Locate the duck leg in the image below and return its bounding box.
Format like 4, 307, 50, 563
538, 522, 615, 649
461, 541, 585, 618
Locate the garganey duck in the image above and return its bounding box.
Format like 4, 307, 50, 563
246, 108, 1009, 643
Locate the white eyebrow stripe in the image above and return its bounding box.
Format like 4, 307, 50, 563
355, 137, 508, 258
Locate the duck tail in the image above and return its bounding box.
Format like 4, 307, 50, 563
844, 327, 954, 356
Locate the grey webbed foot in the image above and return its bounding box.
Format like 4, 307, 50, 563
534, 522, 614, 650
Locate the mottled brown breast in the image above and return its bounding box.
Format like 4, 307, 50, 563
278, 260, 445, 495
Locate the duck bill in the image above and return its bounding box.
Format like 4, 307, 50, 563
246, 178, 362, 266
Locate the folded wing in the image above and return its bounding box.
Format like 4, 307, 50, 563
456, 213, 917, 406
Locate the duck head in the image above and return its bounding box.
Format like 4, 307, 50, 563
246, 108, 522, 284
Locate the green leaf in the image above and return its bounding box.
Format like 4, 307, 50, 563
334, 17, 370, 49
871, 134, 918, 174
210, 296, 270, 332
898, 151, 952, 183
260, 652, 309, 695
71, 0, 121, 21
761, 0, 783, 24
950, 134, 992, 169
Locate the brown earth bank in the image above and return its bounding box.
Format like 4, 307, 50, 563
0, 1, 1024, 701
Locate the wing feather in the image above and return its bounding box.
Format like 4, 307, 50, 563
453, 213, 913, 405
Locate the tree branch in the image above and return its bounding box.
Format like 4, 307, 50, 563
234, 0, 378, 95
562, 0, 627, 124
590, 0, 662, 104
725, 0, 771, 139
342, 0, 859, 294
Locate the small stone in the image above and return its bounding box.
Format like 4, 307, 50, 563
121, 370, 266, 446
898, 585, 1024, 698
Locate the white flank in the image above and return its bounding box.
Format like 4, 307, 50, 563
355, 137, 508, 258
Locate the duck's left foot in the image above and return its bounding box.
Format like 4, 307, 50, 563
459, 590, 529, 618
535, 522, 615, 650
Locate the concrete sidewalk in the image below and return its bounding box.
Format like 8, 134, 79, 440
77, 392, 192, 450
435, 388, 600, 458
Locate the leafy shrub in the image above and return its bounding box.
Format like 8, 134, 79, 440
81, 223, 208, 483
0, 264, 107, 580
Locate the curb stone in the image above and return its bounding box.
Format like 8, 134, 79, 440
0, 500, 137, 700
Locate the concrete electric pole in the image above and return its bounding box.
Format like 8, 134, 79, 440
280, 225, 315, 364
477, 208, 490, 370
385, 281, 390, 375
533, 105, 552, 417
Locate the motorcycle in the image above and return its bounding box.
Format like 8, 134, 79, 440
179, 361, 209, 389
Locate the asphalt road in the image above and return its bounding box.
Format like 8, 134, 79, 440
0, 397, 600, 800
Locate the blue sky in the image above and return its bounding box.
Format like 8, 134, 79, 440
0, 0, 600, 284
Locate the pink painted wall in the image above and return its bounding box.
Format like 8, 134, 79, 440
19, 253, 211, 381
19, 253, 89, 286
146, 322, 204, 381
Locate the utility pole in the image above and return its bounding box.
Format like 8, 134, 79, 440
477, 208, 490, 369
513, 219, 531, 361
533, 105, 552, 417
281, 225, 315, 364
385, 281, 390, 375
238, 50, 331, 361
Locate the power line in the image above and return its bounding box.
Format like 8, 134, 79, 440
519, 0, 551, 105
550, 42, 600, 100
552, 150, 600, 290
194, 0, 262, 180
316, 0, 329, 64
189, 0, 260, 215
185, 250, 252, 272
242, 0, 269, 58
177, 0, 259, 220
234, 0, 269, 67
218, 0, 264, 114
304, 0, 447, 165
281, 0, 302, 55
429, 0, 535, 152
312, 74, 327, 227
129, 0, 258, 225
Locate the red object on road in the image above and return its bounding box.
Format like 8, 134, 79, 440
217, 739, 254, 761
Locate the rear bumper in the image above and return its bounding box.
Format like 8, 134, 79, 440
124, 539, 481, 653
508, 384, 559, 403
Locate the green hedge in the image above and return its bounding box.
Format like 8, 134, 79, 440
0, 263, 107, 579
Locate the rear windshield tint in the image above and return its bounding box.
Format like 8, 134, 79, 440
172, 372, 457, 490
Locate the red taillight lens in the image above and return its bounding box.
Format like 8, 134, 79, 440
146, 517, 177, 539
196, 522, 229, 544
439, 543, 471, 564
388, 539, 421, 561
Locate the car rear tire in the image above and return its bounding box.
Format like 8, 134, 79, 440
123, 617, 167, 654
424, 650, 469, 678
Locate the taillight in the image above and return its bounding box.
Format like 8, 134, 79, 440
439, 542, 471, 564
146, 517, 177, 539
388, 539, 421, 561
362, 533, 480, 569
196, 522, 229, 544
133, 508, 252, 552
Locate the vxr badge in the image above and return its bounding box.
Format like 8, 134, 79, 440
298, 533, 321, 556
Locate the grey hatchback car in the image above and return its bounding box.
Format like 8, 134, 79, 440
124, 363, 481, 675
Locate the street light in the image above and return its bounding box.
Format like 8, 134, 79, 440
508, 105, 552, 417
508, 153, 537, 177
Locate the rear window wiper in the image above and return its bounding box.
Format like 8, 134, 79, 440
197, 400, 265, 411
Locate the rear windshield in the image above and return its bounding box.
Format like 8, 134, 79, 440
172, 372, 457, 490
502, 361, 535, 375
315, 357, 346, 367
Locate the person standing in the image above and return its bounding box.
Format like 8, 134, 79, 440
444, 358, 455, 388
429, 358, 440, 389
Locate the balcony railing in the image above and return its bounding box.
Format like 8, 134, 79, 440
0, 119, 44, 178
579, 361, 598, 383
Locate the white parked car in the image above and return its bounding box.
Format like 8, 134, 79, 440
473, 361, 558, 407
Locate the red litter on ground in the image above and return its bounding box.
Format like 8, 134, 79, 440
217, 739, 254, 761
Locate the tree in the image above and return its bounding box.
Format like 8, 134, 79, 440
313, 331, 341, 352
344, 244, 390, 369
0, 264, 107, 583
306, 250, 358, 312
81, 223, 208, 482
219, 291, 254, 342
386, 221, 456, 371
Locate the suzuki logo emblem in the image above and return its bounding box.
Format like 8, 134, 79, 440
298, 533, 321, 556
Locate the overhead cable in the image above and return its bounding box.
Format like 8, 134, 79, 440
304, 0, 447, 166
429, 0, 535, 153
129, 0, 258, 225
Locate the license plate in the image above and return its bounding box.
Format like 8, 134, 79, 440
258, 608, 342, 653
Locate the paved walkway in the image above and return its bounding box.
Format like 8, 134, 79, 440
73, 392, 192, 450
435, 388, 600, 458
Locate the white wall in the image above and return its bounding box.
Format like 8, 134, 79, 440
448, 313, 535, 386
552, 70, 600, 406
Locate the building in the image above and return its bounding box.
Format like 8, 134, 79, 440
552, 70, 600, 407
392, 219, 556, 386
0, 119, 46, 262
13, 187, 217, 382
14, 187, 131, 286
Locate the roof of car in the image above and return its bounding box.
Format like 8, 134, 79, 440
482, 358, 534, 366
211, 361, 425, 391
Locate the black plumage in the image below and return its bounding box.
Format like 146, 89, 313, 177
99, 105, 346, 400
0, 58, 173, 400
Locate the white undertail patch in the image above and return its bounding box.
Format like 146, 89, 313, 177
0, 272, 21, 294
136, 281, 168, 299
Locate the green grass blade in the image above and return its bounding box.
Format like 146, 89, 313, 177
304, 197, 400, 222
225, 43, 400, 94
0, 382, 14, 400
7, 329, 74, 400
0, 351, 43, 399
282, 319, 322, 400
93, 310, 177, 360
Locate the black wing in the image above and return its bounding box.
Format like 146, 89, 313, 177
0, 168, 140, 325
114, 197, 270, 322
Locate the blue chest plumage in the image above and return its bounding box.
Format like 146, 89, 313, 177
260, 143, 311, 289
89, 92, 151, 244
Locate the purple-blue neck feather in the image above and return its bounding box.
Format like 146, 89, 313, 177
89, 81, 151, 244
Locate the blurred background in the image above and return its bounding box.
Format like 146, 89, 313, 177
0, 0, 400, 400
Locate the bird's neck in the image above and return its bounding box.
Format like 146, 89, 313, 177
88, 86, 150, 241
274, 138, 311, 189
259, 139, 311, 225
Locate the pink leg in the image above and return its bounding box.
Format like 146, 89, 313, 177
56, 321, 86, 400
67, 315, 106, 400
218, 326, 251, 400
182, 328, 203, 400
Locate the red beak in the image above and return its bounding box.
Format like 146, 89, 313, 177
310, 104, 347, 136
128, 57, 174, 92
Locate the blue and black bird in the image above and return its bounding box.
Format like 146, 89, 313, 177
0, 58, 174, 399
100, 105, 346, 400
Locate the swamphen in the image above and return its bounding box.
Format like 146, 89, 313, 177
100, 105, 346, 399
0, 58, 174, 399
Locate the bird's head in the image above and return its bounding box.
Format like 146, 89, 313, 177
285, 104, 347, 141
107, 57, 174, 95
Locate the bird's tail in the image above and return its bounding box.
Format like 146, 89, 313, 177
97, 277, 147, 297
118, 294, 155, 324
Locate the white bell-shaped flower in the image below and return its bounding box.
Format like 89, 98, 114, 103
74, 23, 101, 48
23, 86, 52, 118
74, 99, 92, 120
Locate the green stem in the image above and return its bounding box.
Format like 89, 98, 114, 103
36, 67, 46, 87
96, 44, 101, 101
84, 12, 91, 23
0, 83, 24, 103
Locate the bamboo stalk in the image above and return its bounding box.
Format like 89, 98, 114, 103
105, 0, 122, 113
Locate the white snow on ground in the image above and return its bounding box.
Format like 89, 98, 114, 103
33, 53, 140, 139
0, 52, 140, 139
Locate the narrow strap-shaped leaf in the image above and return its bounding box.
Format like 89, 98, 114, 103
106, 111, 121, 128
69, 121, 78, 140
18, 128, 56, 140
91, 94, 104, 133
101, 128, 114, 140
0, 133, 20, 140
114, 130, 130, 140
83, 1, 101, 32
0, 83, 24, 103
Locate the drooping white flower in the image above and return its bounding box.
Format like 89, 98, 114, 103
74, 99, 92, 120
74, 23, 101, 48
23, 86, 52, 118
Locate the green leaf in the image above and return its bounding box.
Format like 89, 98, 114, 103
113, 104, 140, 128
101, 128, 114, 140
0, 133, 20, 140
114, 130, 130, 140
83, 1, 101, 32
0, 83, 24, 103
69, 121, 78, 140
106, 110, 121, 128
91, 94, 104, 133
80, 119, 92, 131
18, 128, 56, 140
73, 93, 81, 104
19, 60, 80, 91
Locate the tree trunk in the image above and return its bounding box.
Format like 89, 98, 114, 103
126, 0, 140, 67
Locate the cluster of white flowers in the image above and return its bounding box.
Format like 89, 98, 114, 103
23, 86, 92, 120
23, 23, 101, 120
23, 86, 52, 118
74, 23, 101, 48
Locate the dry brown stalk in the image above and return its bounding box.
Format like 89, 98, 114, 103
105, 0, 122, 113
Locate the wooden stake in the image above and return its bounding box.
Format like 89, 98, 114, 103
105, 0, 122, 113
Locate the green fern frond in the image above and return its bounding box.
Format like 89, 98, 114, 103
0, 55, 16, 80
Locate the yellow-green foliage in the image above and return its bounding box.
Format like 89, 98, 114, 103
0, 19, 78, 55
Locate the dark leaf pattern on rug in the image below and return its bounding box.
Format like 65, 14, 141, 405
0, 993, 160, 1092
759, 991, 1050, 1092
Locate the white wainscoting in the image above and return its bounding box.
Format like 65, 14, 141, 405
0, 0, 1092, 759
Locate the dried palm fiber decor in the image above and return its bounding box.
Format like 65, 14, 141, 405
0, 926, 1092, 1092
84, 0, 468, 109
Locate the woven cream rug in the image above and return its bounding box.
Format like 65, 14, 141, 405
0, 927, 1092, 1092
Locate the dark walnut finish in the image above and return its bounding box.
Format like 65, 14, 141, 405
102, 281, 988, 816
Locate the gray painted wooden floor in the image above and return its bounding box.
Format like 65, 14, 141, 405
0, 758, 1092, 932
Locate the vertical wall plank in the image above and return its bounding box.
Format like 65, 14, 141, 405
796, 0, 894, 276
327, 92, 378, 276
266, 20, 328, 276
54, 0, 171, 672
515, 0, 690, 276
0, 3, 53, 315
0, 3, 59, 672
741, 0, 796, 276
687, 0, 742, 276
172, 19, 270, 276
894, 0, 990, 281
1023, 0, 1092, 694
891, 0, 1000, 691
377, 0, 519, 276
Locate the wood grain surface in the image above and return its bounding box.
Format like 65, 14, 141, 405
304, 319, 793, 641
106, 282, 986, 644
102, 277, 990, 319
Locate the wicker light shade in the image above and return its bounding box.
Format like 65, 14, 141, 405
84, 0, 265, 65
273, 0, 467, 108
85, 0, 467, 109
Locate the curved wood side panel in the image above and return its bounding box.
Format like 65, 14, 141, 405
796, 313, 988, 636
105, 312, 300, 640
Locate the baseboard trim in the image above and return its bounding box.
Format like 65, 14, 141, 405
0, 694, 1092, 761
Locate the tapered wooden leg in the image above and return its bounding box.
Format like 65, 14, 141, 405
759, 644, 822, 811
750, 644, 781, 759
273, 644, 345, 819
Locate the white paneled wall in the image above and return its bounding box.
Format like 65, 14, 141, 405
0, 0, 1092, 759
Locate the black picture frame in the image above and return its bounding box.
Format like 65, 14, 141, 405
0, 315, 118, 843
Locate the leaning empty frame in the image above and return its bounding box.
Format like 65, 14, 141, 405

○ ○ ○ ○

Rewrite the records from their first line through the line containing "534, 522, 614, 650", with each "Locate" replaced by "Find" and everything else left unchanged.

→ **Response for this exercise**:
Find the duck leg in the image below and return its bounding box.
Format like 4, 307, 50, 563
538, 522, 615, 649
461, 541, 585, 618
Find the garganey duck in the image above and return its bounding box.
Format like 4, 307, 50, 563
246, 108, 1009, 643
Find the white eyebrow stripe in the image above and return its bounding box.
Format like 4, 307, 50, 563
355, 137, 508, 258
Find the duck tail in the image above and return its bounding box.
Format like 4, 307, 50, 563
844, 327, 954, 356
Find the grey webbed foot in the image above and return its bounding box.
Format like 4, 307, 50, 563
534, 522, 614, 650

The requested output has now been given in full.